Object point labels
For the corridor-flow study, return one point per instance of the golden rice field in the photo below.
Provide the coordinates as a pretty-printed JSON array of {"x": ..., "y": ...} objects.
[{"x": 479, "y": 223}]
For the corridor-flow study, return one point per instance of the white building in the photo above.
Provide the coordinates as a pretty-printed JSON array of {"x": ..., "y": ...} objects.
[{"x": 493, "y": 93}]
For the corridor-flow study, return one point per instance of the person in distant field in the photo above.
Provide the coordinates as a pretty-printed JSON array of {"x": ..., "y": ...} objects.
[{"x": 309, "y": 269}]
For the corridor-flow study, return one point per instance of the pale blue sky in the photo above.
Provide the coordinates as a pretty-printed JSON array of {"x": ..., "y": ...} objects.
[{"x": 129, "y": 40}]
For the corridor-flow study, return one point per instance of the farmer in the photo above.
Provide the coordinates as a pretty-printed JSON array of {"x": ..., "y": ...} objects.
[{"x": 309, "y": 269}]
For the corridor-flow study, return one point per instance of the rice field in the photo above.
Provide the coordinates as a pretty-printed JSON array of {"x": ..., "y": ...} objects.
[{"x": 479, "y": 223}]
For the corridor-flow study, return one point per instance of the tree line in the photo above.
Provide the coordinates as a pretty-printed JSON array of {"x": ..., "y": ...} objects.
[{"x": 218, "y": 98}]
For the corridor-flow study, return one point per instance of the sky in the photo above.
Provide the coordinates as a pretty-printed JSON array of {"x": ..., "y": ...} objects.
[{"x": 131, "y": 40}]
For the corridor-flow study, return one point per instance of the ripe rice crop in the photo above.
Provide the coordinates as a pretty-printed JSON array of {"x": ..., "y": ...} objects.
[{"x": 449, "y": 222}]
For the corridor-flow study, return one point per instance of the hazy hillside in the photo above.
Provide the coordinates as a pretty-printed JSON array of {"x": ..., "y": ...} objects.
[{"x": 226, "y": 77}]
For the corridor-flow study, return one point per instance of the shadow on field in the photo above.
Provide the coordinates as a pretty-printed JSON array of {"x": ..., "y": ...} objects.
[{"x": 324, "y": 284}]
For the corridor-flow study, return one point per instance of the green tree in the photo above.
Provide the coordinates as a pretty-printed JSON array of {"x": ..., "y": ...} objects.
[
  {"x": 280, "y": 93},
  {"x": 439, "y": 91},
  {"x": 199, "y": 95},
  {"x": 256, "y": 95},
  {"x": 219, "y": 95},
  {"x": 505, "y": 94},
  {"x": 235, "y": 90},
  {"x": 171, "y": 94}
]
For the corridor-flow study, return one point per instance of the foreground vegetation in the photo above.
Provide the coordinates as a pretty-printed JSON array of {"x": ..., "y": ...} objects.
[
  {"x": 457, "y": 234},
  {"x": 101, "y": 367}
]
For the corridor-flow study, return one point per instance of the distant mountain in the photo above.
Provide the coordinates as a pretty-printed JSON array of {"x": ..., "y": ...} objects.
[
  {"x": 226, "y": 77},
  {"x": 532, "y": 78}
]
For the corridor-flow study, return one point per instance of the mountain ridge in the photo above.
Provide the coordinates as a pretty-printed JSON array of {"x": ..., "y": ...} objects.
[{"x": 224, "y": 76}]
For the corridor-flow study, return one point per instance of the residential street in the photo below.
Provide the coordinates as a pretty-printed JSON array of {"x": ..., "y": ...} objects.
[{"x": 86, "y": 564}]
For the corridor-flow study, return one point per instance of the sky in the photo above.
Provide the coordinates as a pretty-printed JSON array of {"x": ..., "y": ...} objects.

**Aim of the task**
Reproduce all of the entries word for word.

**Reply**
For the corridor-flow study, return one point per instance of the golden rice field in the photo below.
Provide the coordinates as a pretty-printed JSON array of {"x": ..., "y": ...} objects.
[{"x": 479, "y": 223}]
For the corridor-flow study, return one point per instance of the white building in the photo above.
Provide the coordinates as a pretty-printed JSON array of {"x": ..., "y": ...} objects.
[{"x": 493, "y": 93}]
For the corridor-flow study, return one point per instance of the person in distant field in the photo above.
Provide the coordinates as a pretty-printed JSON array of {"x": ..., "y": ...} objects.
[{"x": 309, "y": 269}]
For the corridor-flow study, return one point per instance of the pale blue sky in the photo above.
Provide the coordinates as a pretty-printed JSON array of {"x": ..., "y": ...} objects.
[{"x": 129, "y": 40}]
For the corridor-flow study, return one point per instance of the farmer in the photo above.
Provide the coordinates as a pretty-printed JSON array of {"x": ..., "y": ...} objects.
[{"x": 309, "y": 269}]
For the corridor-flow study, return one point per instance of the rice field in the photo above.
Provide the coordinates as a pretty-printed JSON array of {"x": ..., "y": ...} objects.
[{"x": 479, "y": 223}]
For the corridor-flow study, return one point per instance of the tree line in the photo above.
Provide the coordinates as a pretty-printed JSON array of {"x": ..., "y": ...} objects.
[{"x": 218, "y": 98}]
For the corridor-flow study, return one point per instance of the sky in the photo above.
Provide the coordinates as a pretty-printed JSON array of {"x": ..., "y": ...} objects.
[{"x": 131, "y": 40}]
For the corridor-flow study, return one point per instance of the ripe rice crop in the photo above.
Provide the coordinates as a pretty-printed JSON array of {"x": ..., "y": ...} objects.
[{"x": 449, "y": 222}]
For the corridor-flow study, return one point per instance of the hazy hillside in the photo above.
Provide the coordinates as a pretty-printed JSON array of {"x": ..., "y": ...} objects.
[{"x": 226, "y": 77}]
For the corridor-flow study, return one point per instance of the shadow on field in the photo above.
Provide the coordinates as a pretty-printed JSON array of {"x": ..., "y": ...} objects.
[{"x": 324, "y": 284}]
For the corridor-flow study, return one point per instance of the green tree in the photo above.
Provide the coordinates as a pretty-printed JSON array of {"x": ..., "y": ...} objects.
[
  {"x": 280, "y": 93},
  {"x": 439, "y": 91},
  {"x": 199, "y": 95},
  {"x": 256, "y": 95},
  {"x": 219, "y": 95},
  {"x": 505, "y": 94},
  {"x": 235, "y": 90},
  {"x": 171, "y": 94}
]
For the corridor-flow study, return one point per instance of the foreground vegetation in the photo above.
Provide the coordinates as a pretty-printed JSON array of {"x": ..., "y": ...} objects.
[
  {"x": 457, "y": 234},
  {"x": 101, "y": 367}
]
For the corridor-flow study, return one point per instance of the distant mountain in the photo above.
Provide the coordinates as a pretty-printed JSON array of {"x": ..., "y": ...} objects.
[
  {"x": 226, "y": 77},
  {"x": 532, "y": 78}
]
For the corridor-flow study, return one point per instance of the mountain ridge in the photo above.
Provide the coordinates as a pretty-printed JSON array of {"x": ..., "y": ...} objects.
[{"x": 224, "y": 76}]
For the corridor-flow study, return one point per instance of the residential street in the photo below.
Provide the coordinates as a pretty-printed JSON array of {"x": ..., "y": ...} objects.
[{"x": 86, "y": 564}]
For the corridor-flow study, return one point per instance of the sky in the photo above.
Provide the coordinates as a pretty-printed JSON array of {"x": ..., "y": ...} objects.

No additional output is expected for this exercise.